#### The data:
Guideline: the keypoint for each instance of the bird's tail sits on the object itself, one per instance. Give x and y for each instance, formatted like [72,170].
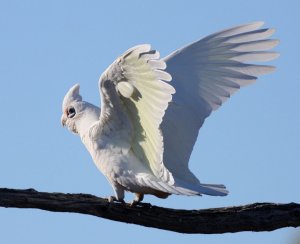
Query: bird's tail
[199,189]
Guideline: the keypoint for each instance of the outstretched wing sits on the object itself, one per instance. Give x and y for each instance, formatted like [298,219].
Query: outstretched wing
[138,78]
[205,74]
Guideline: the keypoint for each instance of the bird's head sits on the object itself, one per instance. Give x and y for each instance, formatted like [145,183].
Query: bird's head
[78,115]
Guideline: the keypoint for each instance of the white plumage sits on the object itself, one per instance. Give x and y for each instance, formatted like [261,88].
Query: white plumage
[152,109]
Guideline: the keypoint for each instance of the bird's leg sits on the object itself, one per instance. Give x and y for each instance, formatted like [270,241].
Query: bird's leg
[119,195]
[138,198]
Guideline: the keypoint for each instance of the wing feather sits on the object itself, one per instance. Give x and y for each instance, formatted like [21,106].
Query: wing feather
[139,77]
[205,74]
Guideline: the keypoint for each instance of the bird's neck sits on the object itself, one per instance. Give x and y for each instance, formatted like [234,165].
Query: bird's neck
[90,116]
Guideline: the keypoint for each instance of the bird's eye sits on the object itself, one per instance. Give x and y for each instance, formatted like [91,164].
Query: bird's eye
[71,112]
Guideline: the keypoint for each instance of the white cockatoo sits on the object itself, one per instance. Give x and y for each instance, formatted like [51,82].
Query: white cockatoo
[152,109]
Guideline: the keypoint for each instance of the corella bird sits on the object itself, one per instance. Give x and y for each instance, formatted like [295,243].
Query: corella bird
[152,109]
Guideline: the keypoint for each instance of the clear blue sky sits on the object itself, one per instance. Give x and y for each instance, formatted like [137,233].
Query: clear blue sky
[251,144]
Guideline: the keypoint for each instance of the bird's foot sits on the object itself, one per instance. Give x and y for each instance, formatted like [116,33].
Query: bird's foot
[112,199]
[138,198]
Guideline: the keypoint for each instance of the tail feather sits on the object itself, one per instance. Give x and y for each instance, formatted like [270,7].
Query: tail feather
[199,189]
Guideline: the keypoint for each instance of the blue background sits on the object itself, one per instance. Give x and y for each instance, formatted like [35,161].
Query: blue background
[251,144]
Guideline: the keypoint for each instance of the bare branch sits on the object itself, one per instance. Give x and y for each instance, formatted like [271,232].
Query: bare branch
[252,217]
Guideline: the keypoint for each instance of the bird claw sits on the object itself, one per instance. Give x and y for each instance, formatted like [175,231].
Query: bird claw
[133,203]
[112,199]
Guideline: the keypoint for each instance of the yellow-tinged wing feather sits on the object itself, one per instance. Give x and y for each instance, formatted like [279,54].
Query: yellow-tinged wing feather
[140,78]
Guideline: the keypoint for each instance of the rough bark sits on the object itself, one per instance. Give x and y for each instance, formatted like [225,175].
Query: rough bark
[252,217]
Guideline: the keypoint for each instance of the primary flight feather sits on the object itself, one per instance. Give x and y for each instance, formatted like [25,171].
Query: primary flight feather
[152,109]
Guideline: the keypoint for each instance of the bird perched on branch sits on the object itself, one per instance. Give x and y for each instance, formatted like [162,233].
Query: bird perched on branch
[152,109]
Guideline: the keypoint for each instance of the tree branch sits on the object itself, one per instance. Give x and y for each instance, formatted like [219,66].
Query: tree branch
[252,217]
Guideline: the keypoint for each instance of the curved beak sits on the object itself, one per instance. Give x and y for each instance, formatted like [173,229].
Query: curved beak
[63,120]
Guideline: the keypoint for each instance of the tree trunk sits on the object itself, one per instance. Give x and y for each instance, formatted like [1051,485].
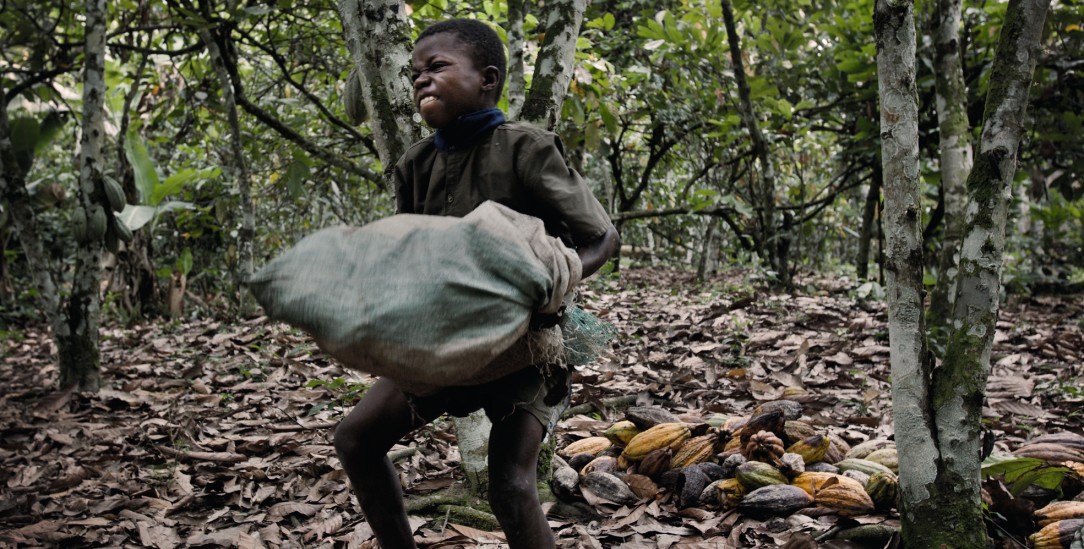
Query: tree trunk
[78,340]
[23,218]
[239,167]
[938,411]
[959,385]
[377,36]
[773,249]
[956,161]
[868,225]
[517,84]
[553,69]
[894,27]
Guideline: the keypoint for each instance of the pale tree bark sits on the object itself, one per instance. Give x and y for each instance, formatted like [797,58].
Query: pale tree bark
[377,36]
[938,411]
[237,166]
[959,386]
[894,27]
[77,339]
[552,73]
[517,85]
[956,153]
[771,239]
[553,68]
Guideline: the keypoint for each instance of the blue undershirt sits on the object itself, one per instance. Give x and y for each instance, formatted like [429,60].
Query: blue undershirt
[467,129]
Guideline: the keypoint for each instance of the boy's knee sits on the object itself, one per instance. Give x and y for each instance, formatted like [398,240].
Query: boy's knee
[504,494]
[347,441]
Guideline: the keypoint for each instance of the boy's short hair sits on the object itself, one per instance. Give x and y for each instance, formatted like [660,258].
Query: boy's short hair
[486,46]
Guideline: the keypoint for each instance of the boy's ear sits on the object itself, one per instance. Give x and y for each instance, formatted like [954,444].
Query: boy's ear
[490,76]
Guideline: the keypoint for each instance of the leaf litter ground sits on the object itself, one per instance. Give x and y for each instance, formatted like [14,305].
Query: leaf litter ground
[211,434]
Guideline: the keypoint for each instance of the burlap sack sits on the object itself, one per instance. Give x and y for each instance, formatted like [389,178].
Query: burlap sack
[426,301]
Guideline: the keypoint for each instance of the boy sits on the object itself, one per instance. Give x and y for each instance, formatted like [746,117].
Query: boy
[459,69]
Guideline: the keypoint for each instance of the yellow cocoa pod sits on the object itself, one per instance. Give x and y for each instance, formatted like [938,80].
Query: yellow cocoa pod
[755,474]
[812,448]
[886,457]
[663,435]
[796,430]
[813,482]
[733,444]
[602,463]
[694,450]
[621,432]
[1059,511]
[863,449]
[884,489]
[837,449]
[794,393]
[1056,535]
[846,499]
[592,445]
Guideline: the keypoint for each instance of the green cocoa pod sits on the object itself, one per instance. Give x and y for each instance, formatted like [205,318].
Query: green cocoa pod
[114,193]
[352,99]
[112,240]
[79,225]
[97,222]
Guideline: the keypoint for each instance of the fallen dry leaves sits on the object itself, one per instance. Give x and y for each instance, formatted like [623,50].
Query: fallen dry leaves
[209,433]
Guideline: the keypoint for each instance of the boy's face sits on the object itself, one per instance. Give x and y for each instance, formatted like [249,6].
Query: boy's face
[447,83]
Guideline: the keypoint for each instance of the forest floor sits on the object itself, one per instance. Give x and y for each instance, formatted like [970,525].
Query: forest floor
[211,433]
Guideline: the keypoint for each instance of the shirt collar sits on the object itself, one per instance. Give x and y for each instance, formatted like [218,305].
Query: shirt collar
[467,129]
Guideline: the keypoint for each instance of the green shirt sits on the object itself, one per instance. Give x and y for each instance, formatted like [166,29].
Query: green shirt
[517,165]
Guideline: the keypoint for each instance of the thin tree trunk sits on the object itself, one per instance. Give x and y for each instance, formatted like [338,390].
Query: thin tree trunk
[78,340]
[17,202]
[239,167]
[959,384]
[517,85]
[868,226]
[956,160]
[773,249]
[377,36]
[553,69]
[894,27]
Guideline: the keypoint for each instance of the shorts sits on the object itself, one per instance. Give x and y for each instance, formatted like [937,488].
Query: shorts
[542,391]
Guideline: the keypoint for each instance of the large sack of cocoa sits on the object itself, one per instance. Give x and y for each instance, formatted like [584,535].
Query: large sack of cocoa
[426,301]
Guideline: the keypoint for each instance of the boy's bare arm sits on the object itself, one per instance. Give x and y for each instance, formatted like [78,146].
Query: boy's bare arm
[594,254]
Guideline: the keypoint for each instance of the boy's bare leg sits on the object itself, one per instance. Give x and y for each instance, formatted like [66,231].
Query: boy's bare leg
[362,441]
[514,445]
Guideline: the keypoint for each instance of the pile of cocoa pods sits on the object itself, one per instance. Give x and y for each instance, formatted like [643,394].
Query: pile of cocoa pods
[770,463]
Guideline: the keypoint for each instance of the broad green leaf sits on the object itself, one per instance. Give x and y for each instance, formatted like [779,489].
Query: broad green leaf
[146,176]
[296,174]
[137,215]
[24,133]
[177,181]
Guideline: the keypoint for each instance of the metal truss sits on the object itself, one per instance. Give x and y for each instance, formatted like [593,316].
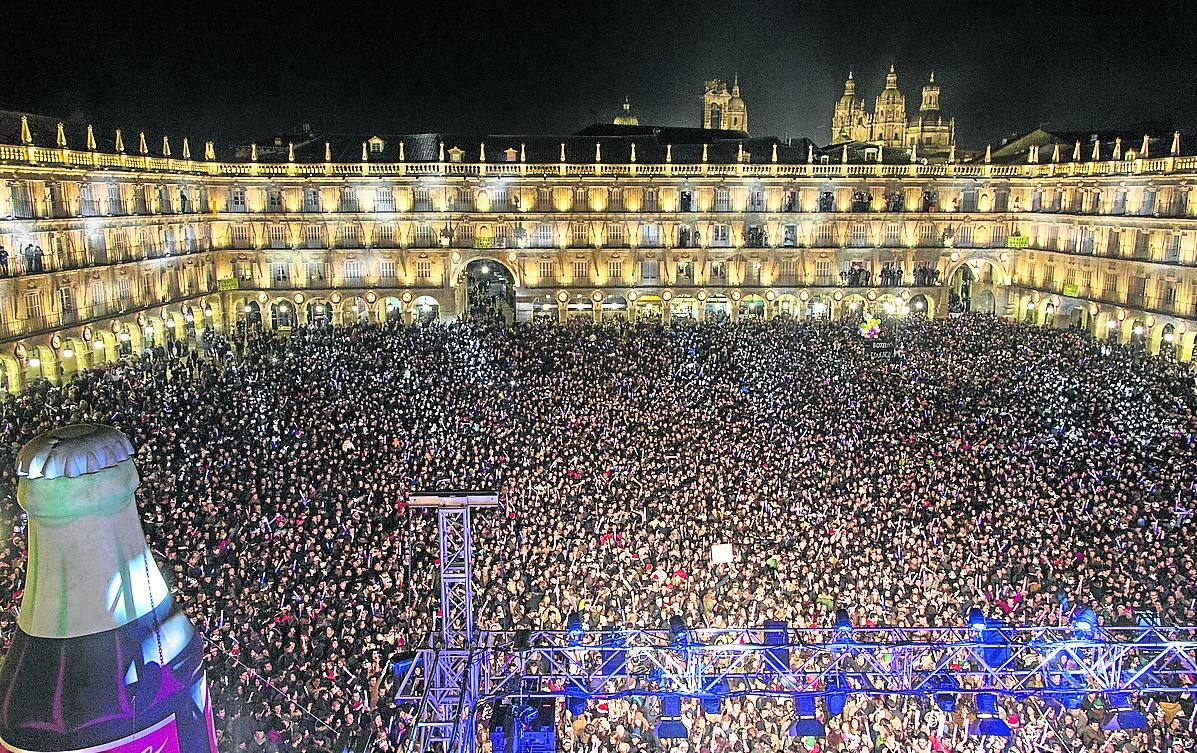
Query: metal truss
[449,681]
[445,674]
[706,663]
* * *
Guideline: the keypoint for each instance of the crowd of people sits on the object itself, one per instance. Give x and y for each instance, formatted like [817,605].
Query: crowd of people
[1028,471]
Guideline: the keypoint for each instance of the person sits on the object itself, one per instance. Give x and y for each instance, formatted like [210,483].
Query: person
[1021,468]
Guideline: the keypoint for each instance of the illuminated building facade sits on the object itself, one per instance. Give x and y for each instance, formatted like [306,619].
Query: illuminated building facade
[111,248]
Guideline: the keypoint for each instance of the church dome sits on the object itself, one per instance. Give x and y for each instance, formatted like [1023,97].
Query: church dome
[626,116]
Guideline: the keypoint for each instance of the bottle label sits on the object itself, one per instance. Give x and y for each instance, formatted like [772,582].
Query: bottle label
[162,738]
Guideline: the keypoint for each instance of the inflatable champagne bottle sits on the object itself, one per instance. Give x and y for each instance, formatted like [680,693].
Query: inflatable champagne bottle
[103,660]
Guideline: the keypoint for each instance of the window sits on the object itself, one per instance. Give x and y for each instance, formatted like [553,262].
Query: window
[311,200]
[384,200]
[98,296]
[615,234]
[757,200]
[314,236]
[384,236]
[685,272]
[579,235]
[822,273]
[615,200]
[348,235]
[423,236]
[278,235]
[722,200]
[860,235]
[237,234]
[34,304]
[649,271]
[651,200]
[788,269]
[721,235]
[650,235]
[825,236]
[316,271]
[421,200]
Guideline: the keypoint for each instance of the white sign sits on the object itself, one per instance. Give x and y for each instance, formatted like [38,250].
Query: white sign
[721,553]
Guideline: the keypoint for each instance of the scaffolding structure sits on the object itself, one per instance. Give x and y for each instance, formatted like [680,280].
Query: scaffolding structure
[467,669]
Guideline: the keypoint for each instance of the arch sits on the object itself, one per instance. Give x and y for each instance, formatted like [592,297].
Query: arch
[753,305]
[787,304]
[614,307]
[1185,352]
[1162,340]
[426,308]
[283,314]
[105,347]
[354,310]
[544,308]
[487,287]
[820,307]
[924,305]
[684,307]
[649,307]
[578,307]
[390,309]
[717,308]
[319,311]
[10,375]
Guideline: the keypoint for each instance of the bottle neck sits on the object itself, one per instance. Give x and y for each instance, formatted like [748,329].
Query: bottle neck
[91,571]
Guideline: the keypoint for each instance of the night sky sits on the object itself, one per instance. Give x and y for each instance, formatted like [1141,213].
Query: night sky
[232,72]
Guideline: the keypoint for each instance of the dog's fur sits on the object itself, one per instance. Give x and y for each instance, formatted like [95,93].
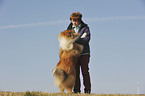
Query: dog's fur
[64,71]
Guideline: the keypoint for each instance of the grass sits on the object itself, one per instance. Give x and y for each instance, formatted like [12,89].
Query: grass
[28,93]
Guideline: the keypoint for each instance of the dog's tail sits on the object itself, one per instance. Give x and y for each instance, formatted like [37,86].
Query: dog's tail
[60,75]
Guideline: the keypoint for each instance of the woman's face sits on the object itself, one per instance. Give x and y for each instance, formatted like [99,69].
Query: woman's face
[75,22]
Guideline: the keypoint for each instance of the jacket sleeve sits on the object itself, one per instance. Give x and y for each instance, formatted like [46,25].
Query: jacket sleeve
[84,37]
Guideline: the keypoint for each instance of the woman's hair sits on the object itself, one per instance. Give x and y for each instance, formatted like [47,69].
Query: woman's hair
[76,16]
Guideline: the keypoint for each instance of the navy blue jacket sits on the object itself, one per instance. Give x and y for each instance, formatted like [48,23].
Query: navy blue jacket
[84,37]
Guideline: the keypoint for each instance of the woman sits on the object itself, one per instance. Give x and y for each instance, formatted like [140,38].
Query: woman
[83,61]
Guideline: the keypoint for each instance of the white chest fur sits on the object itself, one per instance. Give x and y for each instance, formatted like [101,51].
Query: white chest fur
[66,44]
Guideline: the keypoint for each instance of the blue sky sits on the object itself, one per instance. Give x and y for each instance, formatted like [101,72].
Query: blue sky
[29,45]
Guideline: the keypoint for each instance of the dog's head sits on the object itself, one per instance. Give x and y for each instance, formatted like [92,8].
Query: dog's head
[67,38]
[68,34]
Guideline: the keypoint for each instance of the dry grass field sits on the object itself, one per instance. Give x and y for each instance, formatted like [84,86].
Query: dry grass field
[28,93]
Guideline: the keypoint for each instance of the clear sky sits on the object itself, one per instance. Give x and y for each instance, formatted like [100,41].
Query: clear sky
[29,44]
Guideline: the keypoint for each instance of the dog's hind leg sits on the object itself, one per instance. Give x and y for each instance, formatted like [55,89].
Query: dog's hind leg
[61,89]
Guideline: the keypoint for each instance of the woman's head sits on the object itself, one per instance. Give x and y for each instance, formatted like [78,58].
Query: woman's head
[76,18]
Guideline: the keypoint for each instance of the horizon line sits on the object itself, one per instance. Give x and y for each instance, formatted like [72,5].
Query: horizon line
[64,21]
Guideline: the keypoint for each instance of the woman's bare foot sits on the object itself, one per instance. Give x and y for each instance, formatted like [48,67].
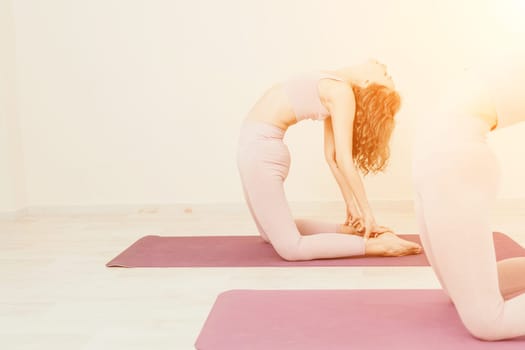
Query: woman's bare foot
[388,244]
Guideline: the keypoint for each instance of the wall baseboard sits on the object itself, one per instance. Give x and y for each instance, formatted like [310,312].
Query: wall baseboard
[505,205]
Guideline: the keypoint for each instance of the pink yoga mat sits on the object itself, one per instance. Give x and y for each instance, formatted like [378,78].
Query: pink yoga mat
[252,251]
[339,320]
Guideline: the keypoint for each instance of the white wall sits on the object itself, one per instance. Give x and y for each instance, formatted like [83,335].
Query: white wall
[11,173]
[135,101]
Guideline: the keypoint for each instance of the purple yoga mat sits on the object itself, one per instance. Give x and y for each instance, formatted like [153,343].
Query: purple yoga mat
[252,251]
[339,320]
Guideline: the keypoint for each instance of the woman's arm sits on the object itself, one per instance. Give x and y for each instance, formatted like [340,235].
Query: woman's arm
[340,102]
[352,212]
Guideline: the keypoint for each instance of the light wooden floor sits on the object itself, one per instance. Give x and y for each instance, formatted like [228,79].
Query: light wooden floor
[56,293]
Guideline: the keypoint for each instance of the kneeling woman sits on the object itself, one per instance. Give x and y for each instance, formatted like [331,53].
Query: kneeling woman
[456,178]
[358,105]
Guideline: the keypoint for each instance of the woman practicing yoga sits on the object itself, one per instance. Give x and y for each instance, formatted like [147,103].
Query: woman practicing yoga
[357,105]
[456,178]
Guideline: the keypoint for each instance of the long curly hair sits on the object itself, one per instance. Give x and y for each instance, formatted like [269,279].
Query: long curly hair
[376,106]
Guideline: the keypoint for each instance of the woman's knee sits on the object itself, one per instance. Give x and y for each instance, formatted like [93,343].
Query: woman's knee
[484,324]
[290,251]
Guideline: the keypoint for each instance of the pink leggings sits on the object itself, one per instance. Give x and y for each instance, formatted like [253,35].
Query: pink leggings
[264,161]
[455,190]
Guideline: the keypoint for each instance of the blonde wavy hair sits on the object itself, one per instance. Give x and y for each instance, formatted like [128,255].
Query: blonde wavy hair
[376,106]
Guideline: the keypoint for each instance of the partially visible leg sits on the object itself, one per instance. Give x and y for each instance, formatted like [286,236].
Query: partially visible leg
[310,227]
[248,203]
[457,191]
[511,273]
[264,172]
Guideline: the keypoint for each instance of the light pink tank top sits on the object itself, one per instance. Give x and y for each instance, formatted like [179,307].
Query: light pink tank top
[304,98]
==
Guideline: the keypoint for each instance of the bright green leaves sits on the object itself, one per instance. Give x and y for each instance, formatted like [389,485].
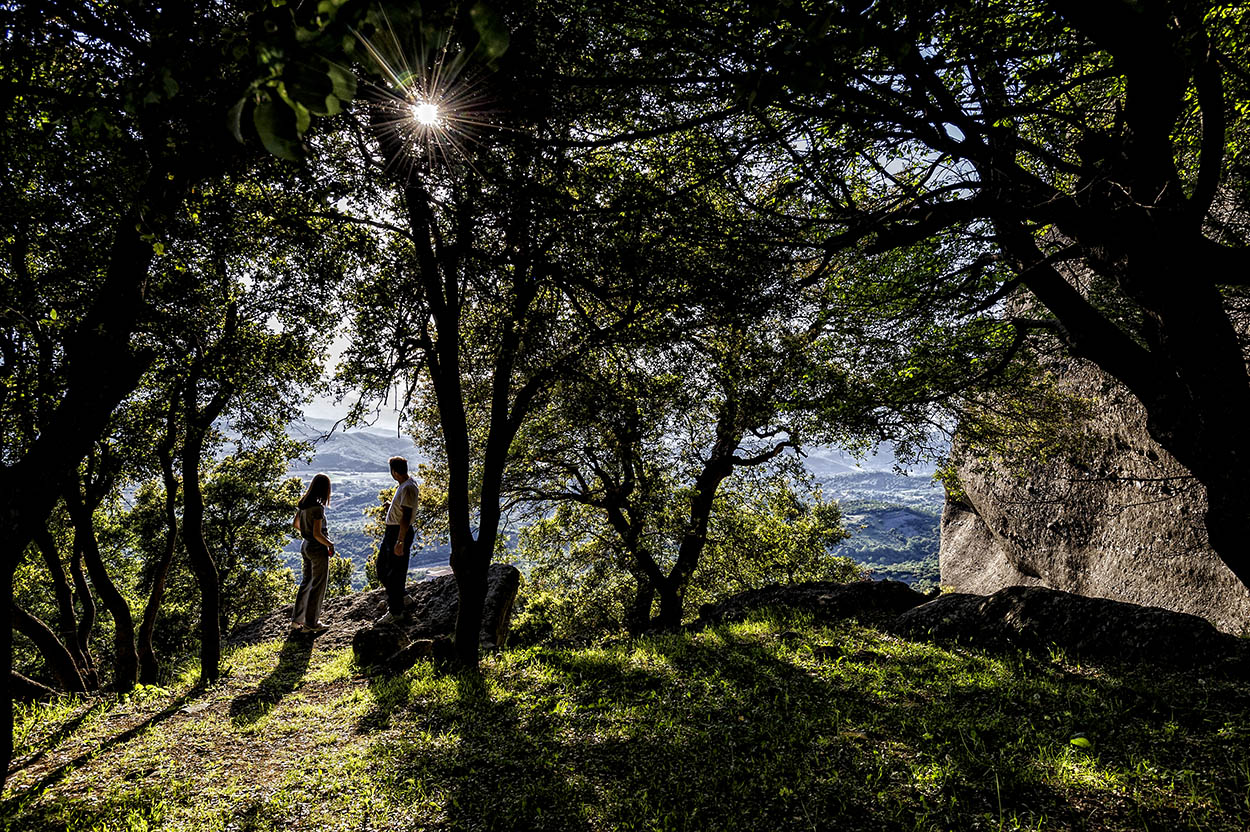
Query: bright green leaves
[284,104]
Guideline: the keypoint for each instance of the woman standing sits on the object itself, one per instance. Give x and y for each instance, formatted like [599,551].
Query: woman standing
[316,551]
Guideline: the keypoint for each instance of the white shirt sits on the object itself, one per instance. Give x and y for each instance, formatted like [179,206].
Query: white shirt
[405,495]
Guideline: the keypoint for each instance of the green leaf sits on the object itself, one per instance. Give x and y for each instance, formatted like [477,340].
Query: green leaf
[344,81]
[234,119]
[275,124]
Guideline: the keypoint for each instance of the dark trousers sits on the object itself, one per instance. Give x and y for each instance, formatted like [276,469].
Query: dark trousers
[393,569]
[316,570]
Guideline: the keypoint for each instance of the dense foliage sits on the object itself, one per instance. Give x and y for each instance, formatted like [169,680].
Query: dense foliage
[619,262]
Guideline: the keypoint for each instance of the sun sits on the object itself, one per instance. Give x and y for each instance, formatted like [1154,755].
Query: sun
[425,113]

#### Work instructions:
Each line above from the one with "Guideline: the keypoint for each instance of the woman's arm" up to and including the one with "Guideline: the keypoint for each instance of the light wooden" must be set down exactly, and no line outside that span may appear.

#### Result:
Guideline: the keypoint for each instance of the woman's arm sits on the object itself, one per instance. Give x and y for each instance, formatted like [340,235].
Query: woman's arm
[340,102]
[352,212]
Guideline: the keypoint for each instance of the light wooden floor sits on the object itself, one per instance. Give x and y for each instance, formatted like [228,79].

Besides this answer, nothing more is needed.